▶ **Your tasks**:
**1)** Repeat the discussion of futility from "Nothing beside remains." to "their new statue.".
**2)** In the discussion of futility, which poet is named as the author of the poem the writer often meditates on?
**3)** Write the next part of the discussion of futility and the Ozymandias poem, starting after its final sentence.

▶ **Passage to read**:

━━━━━━━━

I can't tell you it gets better. I can tell you that the life you are living is not futile, and is worth saving, because you have touched the world in so many ways you've never even realized.

And you're not done yet. Not by a long shot.
 
What people don't understand, I guess, is how far along I carry the the pointlessness... Yes, I may impact someone today or tomorrow... Or 20 years from now. But in 2000? In two billion? When the universe has reached maximum entropy, and everything, all of it is gone, no human life to remember, no atom to excite, then, then why did I suffer? Why did I endure a life of misery if in the end, all the consequences of such a life are obliterated by the inevitable march of time?

I meditate on this poem a lot:

Percy Bysshe Shelley said:
I met a traveller from an antique land
Who said: "Two vast and trunkless legs of stone
Stand in the desert. Near them, on the sand,
Half sunk, a shattered visage lies, whose frown,
And wrinkled lip, and sneer of cold command,
Tell that its sculptor well those passions read
Which yet survive, stamped on these lifeless things,
The hand that mocked them and the heart that fed.
And on the pedestal these words appear -
"My name is Ozymandias, king of kings:
Look on my works, ye mighty, and despair!"
Nothing beside remains. Round the decay
Of that colossal wreck, boundless and bare,
The lone and level sands stretch far away."
I sometimes think, I am the traveller. I am trying to explain to anyone who will listen that I have seen the ends of the fruits of all labours, and they are trying to tell me that I could help out with their new statue.
 
Why do you feel a need to leave an eternally enduring legacy? You obviously make a difference to people around you, who you seem to care about in some minimal way. Is that not enough?
I don't need to leave an enduring legacy: my point is, when people tell me that I make a difference, I see the difference as ultimately naught but the 'lone and level sands' stretching, far away.

To that story, what it means is that the elderly man is a pragmatist: why waste time on saving a handful of starfish, many of whom will only end up back on the shore at the next tide anyway. The younger man is an idealist: he has changed the course of life for those star fish, whose previous fate was the near and certain death of baking on the beach.

━━━━━━━━

[Free-text object descriptions]
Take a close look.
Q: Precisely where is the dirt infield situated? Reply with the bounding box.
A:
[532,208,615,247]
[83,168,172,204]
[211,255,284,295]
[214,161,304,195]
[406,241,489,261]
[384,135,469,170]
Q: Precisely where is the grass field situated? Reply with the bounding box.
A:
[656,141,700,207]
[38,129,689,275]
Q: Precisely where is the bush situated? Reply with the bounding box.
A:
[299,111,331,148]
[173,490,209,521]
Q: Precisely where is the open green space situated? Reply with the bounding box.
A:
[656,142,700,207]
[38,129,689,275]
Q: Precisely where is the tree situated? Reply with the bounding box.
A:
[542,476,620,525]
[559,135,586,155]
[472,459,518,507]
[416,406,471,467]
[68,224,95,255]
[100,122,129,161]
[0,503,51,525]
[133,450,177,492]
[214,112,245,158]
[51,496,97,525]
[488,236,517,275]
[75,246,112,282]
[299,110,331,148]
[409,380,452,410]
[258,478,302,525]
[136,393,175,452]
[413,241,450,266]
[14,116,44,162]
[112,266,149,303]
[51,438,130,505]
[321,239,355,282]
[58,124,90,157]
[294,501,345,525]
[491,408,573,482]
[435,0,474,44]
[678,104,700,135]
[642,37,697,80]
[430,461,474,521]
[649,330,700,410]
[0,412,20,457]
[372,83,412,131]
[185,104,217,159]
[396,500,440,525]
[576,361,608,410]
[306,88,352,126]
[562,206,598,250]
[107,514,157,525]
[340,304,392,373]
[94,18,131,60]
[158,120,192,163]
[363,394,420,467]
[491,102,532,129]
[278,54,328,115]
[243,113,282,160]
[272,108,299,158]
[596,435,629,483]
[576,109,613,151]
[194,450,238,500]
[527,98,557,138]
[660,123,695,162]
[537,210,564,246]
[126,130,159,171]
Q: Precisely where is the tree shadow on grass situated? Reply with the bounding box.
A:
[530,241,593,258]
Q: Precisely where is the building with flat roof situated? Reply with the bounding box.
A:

━━━━━━━━

▶ **Answers per task**:
**1)**
Nothing beside remains. Round the decay
Of that colossal wreck, boundless and bare,
The lone and level sands stretch far away."
I sometimes think, I am the traveller. I am trying to explain to anyone who will listen that I have seen the ends of the fruits of all labours, and they are trying to tell me that I could help out with their new statue.

**2)** Percy Bysshe Shelley

**3)**
I'm neither of them, I suppose. I think the old man is mean for cynically disparaging the young man's efforts. Though I would be admittedly frustrated that I don't understand why the young man is doing what he is doing, or that his answers are not useful to me, I would not disparage him by telling him he couldn't make a difference.

I think the young man has access to some feeling, some special knowledge that I don't, that making a difference, doing good for its own sake, taking action, enjoying life, helping others... That these are all somehow meritorious in themselves. Perhaps they are, but when asked, "Why? Why do you help that one starfish, why do you take action knowing the difference is so small as to be negligible...?" he would answer, only, "It made a difference for this one, too." Because he is in some way, content with the facts of the situation, or in some other way, capable of knowing but not communicating that there is more to the situation than appears.

But I do not take direction without explanation of the end, and so he can throw his starfish back to sea, and I will leave him alone with the old man's foolish mockery, and I will find a nice place to give up the walk and drown.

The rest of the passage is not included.